▶ _What the exercise asks_
Render every line of the records below as a numbered list, skipping blank lines and leaving out the pictures.

▶ _Task input_
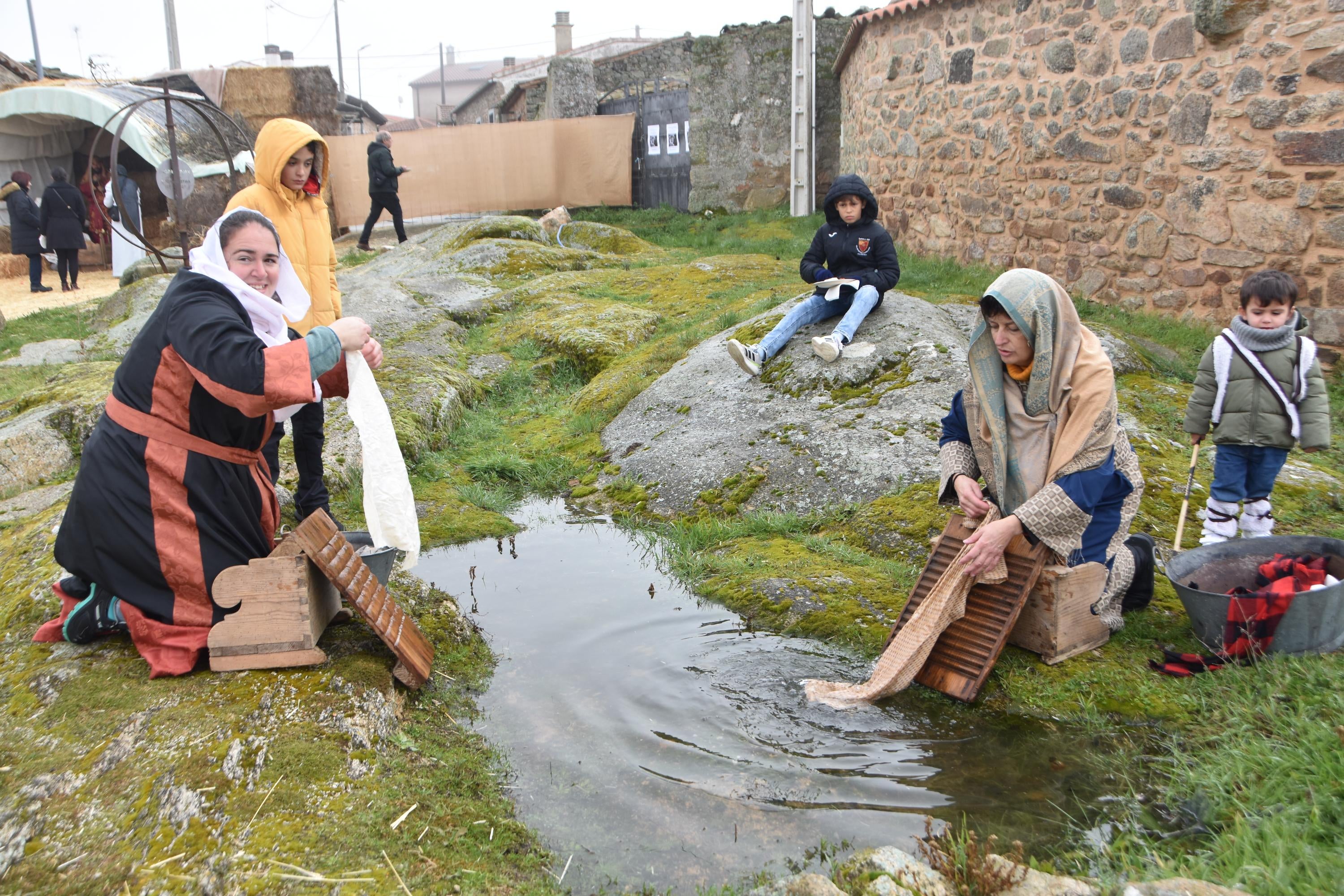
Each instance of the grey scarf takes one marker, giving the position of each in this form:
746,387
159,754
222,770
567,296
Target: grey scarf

▶ _Solution to this problem_
1. Each instance of the grey scarf takes one marker, giving the position of each in this form:
2. 746,387
3. 159,754
4. 222,770
5. 567,296
6. Target: grey scarf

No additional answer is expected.